> TASK DESCRIPTION: Every line of the material is to be duplicated precisely.
^^^^^^^^
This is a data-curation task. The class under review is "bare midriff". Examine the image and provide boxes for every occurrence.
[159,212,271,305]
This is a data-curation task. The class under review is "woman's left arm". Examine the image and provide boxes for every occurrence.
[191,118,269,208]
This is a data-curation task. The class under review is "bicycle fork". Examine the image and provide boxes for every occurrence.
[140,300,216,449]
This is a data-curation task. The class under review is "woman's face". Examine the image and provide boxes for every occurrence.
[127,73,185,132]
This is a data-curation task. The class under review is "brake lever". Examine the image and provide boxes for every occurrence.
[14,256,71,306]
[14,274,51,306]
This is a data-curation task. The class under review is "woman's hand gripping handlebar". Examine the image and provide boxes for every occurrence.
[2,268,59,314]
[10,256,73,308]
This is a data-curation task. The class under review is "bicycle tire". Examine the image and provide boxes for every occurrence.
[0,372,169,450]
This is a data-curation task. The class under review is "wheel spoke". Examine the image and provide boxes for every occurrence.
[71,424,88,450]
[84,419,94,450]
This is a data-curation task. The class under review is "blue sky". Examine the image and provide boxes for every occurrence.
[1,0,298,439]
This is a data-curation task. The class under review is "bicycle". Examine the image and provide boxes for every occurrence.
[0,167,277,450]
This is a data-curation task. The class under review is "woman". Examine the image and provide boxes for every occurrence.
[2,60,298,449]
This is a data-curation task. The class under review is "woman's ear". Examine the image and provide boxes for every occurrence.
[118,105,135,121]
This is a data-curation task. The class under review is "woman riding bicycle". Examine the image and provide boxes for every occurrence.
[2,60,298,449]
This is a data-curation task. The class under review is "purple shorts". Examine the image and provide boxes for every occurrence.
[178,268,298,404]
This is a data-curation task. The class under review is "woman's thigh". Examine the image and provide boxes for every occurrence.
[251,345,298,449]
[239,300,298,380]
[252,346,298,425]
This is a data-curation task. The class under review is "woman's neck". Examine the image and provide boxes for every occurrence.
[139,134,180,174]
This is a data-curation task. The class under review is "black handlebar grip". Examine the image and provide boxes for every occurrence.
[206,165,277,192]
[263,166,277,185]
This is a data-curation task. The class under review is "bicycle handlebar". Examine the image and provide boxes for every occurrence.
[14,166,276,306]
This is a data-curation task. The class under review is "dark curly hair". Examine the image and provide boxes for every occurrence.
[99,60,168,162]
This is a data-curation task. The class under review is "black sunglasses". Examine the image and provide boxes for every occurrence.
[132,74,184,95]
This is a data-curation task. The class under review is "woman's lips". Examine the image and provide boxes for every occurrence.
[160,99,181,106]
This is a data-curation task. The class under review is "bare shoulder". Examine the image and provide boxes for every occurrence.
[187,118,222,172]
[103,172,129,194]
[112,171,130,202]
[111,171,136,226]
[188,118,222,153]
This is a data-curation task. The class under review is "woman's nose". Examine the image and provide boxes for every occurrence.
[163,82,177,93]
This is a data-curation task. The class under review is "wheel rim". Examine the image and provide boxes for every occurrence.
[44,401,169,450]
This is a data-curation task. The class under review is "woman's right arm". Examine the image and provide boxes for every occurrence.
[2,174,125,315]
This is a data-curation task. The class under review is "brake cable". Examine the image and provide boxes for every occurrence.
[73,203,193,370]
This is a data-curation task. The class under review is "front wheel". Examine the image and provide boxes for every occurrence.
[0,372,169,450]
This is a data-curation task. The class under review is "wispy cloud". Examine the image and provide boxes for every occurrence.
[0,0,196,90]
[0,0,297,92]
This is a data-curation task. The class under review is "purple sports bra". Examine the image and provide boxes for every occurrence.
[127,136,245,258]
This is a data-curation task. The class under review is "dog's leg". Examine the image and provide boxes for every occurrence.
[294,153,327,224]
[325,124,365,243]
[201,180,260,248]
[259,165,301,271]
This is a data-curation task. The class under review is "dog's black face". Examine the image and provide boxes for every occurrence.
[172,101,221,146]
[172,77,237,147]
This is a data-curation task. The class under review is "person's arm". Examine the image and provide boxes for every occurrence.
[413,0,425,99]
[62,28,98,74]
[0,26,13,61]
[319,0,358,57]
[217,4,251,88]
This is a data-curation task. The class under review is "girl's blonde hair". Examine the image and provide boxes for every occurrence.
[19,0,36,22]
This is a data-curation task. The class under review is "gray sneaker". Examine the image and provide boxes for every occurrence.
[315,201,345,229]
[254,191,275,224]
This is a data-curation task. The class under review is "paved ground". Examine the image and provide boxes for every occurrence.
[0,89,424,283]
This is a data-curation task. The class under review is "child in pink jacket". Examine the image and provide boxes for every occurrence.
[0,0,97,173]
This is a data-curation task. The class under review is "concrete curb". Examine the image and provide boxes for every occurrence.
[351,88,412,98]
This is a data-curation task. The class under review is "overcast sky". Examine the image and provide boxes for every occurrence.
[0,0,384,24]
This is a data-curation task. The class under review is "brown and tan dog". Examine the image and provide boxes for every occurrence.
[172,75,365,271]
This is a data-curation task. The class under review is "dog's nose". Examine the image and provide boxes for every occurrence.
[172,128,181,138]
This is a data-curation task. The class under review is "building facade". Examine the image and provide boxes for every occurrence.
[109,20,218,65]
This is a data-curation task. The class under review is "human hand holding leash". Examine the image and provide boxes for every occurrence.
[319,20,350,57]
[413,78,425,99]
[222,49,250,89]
^^^^^^^^
> SOLUTION:
This is a data-curation task. The class under review is "bare midriff". Examine the image and provide boxes for every occurrence.
[159,212,271,305]
This is a data-curation task. The class under review is "woman's left arm". Examine the image and provide boxes for every occurrence.
[191,118,269,208]
This is a data-curation task. The class under review is "bicycle fork". Examine the image and provide boxes for every occurrence.
[140,300,216,449]
This is a data-curation task. The class under review is "woman's face". Examine the image and provide boxes for every occurrence.
[127,73,185,132]
This is a data-curation task. The class under review is "brake lever". Examine the image and provide boxes for every occurrence.
[14,256,71,306]
[14,274,51,306]
This is a data-curation task. The class under review is "woman's hand gripping handlebar". Examine the image and provide boxes for every occurrence.
[2,268,59,314]
[10,256,73,308]
This is a data-curation task. The class under review is "bicycle tire". Examine the image and provide boxes for every occurrence.
[0,372,169,450]
This is a data-curation task. The class under review is "wheel spoke". Examine the image and provide boxes for every occurrence.
[71,424,88,450]
[84,419,94,450]
This is a data-curation task. The class under review is "blue sky". Examine the image and provide boxes for every occurrence.
[1,0,298,439]
This is a data-curation task. The class under review is "bicycle". Examine the image and provide boxes for every occurrence.
[0,167,277,450]
This is a data-curation task. The class under review is "woman". Examine the image and provide boxes for every occurrence.
[2,60,298,449]
This is a data-curation task. The class under review is "woman's ear". Examine the image and provide boxes for every occurrence.
[118,105,135,121]
This is a data-curation task. The class under review is "woman riding bicycle". Examine the image and provide boxes for every occurrence.
[2,60,298,449]
This is a data-curation task. The class under review is "purple shorts". Examine the image and provide boxes for every occurrence.
[178,268,298,404]
This is a data-curation task. The class under review is "woman's thigh". Examine the image and provide boxes for every occurrence.
[251,345,298,449]
[239,300,298,380]
[252,346,298,425]
This is a data-curation task. The class under review is "woman's neck". Examine the image and provide boxes for every occurrence.
[139,134,180,174]
This is a data-curation task. The class under review is "black handlebar grip". Examine the image and provide boxes for every occurrence.
[206,165,277,192]
[263,166,277,185]
This is a data-curation task. The class under review is "bicycle handlebar". Examine the image and provide boxes for every occurrence.
[14,166,276,306]
This is a data-curation task. The class under review is "dark curly hair". Examine the image and provide boxes for every occurrence.
[99,60,168,162]
This is a data-curation task. The class under review is "black sunglasses". Examine the image and provide boxes for every occurrence.
[132,74,184,95]
This is a data-curation task. The class under review is "woman's lips". Examine the image and provide boxes for every occurrence.
[160,99,181,106]
This is a data-curation task. The class under review is "bare shoulder". Examine the image and provide boxes for every occurrence.
[187,118,222,172]
[103,172,129,194]
[112,171,130,202]
[111,171,136,226]
[188,118,222,153]
This is a data-curation task. The class under review is "woman's nose". Examine the image and provide boxes for every occurrence.
[163,82,177,93]
This is a data-curation task. The class under review is "wheel rim". Examine the image and provide boxes for every occurrence.
[44,401,169,450]
This is a data-curation task. The class under review is "woman's right arm". Examine the image and provide boxes for every occurrence.
[2,174,125,315]
This is a data-curation task. The class under review is "brake cable". Examine the image and provide boxes for every occurrence.
[73,203,193,370]
This is a data-curation task. The class under review is "front wheel". Examine the image and provide boxes for every occurrence.
[0,372,169,450]
This is a data-curation task. The class under review is "wispy cloud". Examine the image and provide boxes for every occurrence.
[0,0,196,90]
[0,0,297,92]
This is a data-curation task. The class under review is "purple sports bra". Examine the image and provide boxes for every occurrence.
[127,136,245,258]
This is a data-curation task. The class under review is "dog's leg". Examine the image and provide boxes for every occurrence.
[294,153,327,224]
[325,124,365,243]
[201,180,260,248]
[259,165,301,271]
This is a data-curation task. The class under review is "dog's black face". Examine the image and provide boxes for every occurrence.
[172,101,221,146]
[172,77,237,147]
This is a data-curation task. The class under review is "person's arm". Examine the image and provide boxes for every occurrence.
[413,0,425,99]
[62,28,98,74]
[0,26,13,61]
[319,0,358,57]
[217,4,251,88]
This is a data-curation task. The class under review is "girl's blonde hair". Examine the image and provide boxes for every occurrence.
[19,0,36,22]
This is a data-curation task. The class under review is "gray sneaker". Examine the image and provide boxes for every occurrence.
[315,201,345,229]
[254,191,275,224]
This is a data-curation task. The class under review is "paved ground". Examine the image and provide boxes for every occurrence.
[0,89,424,283]
This is a data-curation task. The class under review is "child in pink jacket". Examine the image and provide boxes for every occurrence.
[0,0,97,173]
This is a data-curation task. The class under review is "concrete curb". Examine the image and provide boxes for every occurrence.
[351,88,412,98]
This is a data-curation task. The class under review is "overcast sky". Examine the image and provide boxes for every occurrence.
[0,0,384,24]
This is a data-curation task. The class under review is "brown and tan dog". Examine the image and provide boxes for every occurrence.
[172,75,365,271]
This is a data-curation task. The class under review is "dog's nose". Examine the image and provide boxes for every occurrence.
[172,128,181,138]
This is a data-curation task. The class under review is "building facade". Examine the image and provide boxes for every occurrence.
[109,20,218,65]
This is a data-curation task. The class under review is "human hand holding leash". Examine the image and provide boxes for every occurrence.
[319,20,350,57]
[413,78,425,99]
[222,49,250,89]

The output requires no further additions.